Texte à lire »
----------------------------------------

La mise en conformité des rejets à l'égout
par Jean-Pierre ERMENAULT, S.L.E.E.
Autrefois les eaux usées et les eaux pluviales étaient directement déversées sur la voirie ou dans les fossés et croupissaient en formant des cloaques, sources d'épidémies.
Progressivement, les villes se sont équipées de réseaux d'égouts de plus en plus importants.
L'EAU ET L'INDUSTRIE nous a déjà retracé cette évolution dans des numéros précédents, en nous remémorant, entre autres, certains paragraphes des « Misérables » où Victor Hugo nous faisait parcourir avec Jean Valjean les égouts de la ville de Paris de la première moitié du XIXᵉ siècle. (1)
Ces dernières années, l'effort national s'est accentué dans la lutte contre la pollution et a amené un grand nombre de collectivités locales à effectuer d'onéreux investissements pour compléter leurs équipements d’assainissement par la pose de réseaux d'égouts et la construction de stations d'épuration.

----------------------------------------

Lignes fournies »
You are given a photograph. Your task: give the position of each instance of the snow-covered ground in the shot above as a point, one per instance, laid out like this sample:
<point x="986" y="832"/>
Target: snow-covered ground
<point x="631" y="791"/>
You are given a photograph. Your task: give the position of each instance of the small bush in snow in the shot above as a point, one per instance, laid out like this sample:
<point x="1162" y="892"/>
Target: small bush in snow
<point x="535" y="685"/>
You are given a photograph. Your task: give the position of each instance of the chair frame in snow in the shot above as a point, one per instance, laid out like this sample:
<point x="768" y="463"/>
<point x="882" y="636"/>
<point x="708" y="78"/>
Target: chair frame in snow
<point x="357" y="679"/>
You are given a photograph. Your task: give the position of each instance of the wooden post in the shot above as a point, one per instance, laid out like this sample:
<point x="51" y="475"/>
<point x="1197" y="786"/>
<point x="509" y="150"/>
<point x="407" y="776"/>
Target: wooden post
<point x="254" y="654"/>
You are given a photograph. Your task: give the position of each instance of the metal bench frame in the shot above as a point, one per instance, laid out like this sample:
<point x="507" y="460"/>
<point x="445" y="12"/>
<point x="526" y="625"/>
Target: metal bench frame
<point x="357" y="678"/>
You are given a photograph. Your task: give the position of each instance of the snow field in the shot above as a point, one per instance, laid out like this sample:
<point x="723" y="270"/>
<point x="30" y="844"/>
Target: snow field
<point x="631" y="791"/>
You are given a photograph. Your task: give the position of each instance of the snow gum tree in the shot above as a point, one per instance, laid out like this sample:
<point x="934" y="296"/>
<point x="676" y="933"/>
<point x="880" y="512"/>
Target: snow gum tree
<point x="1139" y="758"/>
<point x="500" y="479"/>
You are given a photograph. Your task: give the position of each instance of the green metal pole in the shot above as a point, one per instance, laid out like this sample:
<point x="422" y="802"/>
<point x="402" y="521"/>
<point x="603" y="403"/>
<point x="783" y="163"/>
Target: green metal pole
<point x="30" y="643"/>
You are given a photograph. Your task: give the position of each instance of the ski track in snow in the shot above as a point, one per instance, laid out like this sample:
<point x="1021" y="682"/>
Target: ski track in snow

----------------------------------------

Objectif énoncé A »
Relevez tous les noms de personnes ou de personnages cités dans le texte sur les rejets à l'égout.
Objectif énoncé B »
Recopiez le passage du texte sur les rejets à l'égout qui commence à « Autrefois les eaux » et se termine à « en plus importants. ».

Réponse complète A »
Jean-Pierre ERMENAULT
Victor Hugo
Jean Valjean

Réponse complète B »
Autrefois les eaux usées et les eaux pluviales étaient directement déversées sur la voirie ou dans les fossés et croupissaient en formant des cloaques, sources d'épidémies.
Progressivement, les villes se sont équipées de réseaux d'égouts de plus en plus importants.